_Text to read:_
The first point of reference is present-day Germany. Germany is conveyed through various media as well as German objects and events that enter our everyday lives in various forms. These are our starting point. These objects and events reveal various aspects, both as we go back in time as well as when we follow path to the present with long strides.
 
The book is also intended to give readers the chance to flip their cliché notions of Germany and restructure these simplistic stereotypes into complex and dynamic perceptions. Take “German forests” for example. The phrase conjures up fairy-tale (Märchen in German) images of nostalgic, ancient forests, as it is often shown in sightseeing posters. However, “This love of forests exhibited by Romanticists was non-historical, having no grounds for the reality of Germany’s forest history.” In this country, forests have continued to deteriorate following the period of mass deforestation in the Middle Ages. The present-day forests are a result of replanting that took place in the late 18th century and onward. Nevertheless, “The ideological forests with aspiration and nostalgia as its target” are not simply for sightseeing brochures, but also “Emerges by representing its root … when the forests are endangered,” as often referred to by environmental activists (the quotations above are cited from The Forests by Hisako Ono).
 
32 experts contributed articles based on contemporary studies of German social history, media and “memory,” giving this publication rich content and a unique perspective.
 
The idea was to allow various events in diverse fields to come together through viewing a single common phenomenon, and eventually to form a network that may offer some clues for approaching this incredibly problematic complex structure known as “Germany.” In order to visualize even a fraction of the relevance it has to the subject, the main texts are given numbers for cross-referencing. This system serves as a useful tool for finding materials relevant to each section and should become quite an effective tool to think about “Germany.”

_Dataset content:_
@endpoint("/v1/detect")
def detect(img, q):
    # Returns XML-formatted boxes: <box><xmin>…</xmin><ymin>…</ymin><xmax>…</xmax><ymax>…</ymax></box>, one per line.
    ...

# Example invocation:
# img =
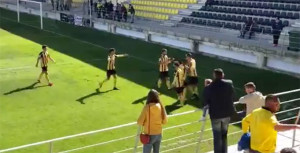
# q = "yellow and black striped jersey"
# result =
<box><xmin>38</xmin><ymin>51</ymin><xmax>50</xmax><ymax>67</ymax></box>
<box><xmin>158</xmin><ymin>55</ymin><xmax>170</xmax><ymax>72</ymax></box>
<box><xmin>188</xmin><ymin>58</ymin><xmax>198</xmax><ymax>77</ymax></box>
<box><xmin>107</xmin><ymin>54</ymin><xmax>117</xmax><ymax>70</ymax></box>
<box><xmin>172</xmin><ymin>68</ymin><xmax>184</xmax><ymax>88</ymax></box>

_Objectives:_
[A] According to the text on Germany, when did the replanting behind the present-day German forests take place?
[B] Write out the text on Germany between "32 experts contributed" and "a unique perspective.", inclusive.
[C] Translate this sentence from the text on Germany into Spanish: "The present-day forests are a result of replanting that took place in the late 18th century and onward."
The items are drawn from a separate source.

_Solved problems:_
[A] In the late 18th century and onward.

[B]
32 experts contributed articles based on contemporary studies of German social history, media and “memory,” giving this publication rich content and a unique perspective.

[C] Los bosques actuales son el resultado de la repoblación que tuvo lugar a partir de finales del siglo XVIII.